- Given text -
* * * * * * * * *
May 24, 2005 | Washington Post

The powerful cholesterol-lowering drug Crestor is significantly more likely than other statins to cause muscle deterioration that can lead to kidney disease and failure, according to a study in the American Heart Association's journal, Circulation.

The conclusion is at odds with the most recent recommendation of the Food and Drug Administration, which in March rejected a petition to remove Crestor from the market. At the time, the FDA said Crestor appeared to be no more dangerous than other statins for most people.

Based on the number of side effects reported to the FDA, however, the researchers said yesterday that Crestor was two to six times as likely to cause complications over a 1-year period as three other statins on the market.
* * * * * * * * *
- Data provided -
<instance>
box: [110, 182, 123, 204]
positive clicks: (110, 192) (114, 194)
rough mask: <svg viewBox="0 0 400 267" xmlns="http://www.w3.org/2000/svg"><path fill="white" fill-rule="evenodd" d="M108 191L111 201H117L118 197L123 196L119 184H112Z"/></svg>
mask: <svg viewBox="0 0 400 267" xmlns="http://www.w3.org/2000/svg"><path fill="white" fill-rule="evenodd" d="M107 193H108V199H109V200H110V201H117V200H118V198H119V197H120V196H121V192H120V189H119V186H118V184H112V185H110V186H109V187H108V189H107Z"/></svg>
* * * * * * * * *
- Task to complete -
According to the article on Crestor, in which journal did the study on the drug's side effects appear?

- Response area -
Circulation, the American Heart Association's journal.